Excerpted passage:

Start of Block

It seems the only thing that a Penn graduate hasn’t done is become President of the United States. But I am sure that more than one of you is equal to the task.

Yet less than a year ago, you were working on your application and wondering whether you would stand out in the most crowded field in Penn’s history—26,938 of your peers, to be exact, applied for admission with you.

Staring at a blinking cursor, you asked yourself, “Why Penn?”  You started to answer, deleted the answer, and started over. You took a break. Maybe you bemoaned your plight in a status update. And then you started over again. Why Penn?

Yes, it’s a tough question. And because you answered it for us, I am going to answer it for you.

Why Penn? Because we want you to pursue your passion and combine it with purpose. Your dedication to learning is part of what drew you here, and part of what we found so appealing about you. Now, you have the precious opportunity both to explore broadly and to focus intensely on what matters most to you.

End of Block

The data:

Start of Block

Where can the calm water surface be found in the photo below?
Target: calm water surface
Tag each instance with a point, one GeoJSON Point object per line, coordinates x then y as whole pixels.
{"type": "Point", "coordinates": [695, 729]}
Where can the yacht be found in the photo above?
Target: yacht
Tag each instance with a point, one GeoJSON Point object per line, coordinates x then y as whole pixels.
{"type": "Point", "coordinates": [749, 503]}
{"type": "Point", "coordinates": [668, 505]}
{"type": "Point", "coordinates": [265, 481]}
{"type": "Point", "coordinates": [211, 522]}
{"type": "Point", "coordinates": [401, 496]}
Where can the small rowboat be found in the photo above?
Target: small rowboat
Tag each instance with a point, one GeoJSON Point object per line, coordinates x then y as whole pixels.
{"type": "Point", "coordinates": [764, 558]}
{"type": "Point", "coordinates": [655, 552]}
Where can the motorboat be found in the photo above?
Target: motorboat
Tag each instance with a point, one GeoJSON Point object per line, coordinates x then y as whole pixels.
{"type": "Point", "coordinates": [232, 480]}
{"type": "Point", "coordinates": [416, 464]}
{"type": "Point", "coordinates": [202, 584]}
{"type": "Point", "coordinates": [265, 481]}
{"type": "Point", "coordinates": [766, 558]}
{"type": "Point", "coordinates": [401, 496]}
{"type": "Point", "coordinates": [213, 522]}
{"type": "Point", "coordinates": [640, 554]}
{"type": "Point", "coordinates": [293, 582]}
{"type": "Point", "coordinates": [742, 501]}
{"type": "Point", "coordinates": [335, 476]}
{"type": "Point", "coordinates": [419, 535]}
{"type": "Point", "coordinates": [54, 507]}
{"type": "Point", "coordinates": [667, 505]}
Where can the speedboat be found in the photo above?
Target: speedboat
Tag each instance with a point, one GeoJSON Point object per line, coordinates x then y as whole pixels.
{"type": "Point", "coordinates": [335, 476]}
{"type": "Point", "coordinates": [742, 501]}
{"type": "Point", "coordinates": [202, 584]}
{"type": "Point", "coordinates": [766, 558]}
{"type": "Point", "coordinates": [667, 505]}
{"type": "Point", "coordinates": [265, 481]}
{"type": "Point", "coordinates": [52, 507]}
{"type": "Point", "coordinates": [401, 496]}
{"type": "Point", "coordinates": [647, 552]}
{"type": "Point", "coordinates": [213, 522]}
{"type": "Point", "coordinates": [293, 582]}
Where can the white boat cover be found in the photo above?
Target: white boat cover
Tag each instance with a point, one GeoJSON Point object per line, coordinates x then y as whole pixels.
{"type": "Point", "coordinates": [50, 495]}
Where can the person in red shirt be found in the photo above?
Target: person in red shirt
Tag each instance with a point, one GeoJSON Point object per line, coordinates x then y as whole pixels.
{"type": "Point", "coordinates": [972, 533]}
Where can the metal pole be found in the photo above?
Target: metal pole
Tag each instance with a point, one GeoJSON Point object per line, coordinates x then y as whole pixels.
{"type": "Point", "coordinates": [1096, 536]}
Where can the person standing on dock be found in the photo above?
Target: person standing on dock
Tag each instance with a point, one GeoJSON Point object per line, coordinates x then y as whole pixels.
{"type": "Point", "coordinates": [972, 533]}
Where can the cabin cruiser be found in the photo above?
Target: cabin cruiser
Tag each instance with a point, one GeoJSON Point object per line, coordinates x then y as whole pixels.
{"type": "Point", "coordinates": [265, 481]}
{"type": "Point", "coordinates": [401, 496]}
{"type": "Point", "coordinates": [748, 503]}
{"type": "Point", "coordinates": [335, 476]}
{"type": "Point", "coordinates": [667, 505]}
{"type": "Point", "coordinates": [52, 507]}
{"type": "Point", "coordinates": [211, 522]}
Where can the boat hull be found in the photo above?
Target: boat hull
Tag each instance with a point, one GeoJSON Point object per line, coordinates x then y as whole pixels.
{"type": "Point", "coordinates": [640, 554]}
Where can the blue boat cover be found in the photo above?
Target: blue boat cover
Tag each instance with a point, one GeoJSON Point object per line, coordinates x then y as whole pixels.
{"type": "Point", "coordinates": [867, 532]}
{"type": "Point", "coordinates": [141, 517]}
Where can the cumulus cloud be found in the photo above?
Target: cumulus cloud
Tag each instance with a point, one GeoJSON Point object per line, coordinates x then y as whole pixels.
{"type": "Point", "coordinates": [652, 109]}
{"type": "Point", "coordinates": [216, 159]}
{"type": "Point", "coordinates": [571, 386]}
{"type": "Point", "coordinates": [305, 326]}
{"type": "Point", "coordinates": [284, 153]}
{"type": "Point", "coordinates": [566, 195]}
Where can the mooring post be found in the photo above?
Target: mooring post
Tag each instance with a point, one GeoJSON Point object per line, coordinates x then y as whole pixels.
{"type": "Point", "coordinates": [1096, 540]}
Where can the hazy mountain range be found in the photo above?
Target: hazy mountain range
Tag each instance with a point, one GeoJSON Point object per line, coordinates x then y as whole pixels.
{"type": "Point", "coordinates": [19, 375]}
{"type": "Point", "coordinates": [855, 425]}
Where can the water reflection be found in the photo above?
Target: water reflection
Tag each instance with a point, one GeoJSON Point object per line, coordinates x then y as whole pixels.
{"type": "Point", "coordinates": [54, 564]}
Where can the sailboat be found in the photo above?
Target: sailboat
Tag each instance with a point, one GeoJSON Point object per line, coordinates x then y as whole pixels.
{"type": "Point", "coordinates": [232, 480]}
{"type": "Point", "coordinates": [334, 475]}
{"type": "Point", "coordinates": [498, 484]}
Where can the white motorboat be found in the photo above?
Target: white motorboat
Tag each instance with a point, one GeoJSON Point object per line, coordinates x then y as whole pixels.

End of Block

Exercise instructions: Copy out the entire "Why Penn?" passage above word for word.

Task solution:
It seems the only thing that a Penn graduate hasn’t done is become President of the United States. But I am sure that more than one of you is equal to the task.

Yet less than a year ago, you were working on your application and wondering whether you would stand out in the most crowded field in Penn’s history—26,938 of your peers, to be exact, applied for admission with you.

Staring at a blinking cursor, you asked yourself, “Why Penn?”  You started to answer, deleted the answer, and started over. You took a break. Maybe you bemoaned your plight in a status update. And then you started over again. Why Penn?

Yes, it’s a tough question. And because you answered it for us, I am going to answer it for you.

Why Penn? Because we want you to pursue your passion and combine it with purpose. Your dedication to learning is part of what drew you here, and part of what we found so appealing about you. Now, you have the precious opportunity both to explore broadly and to focus intensely on what matters most to you.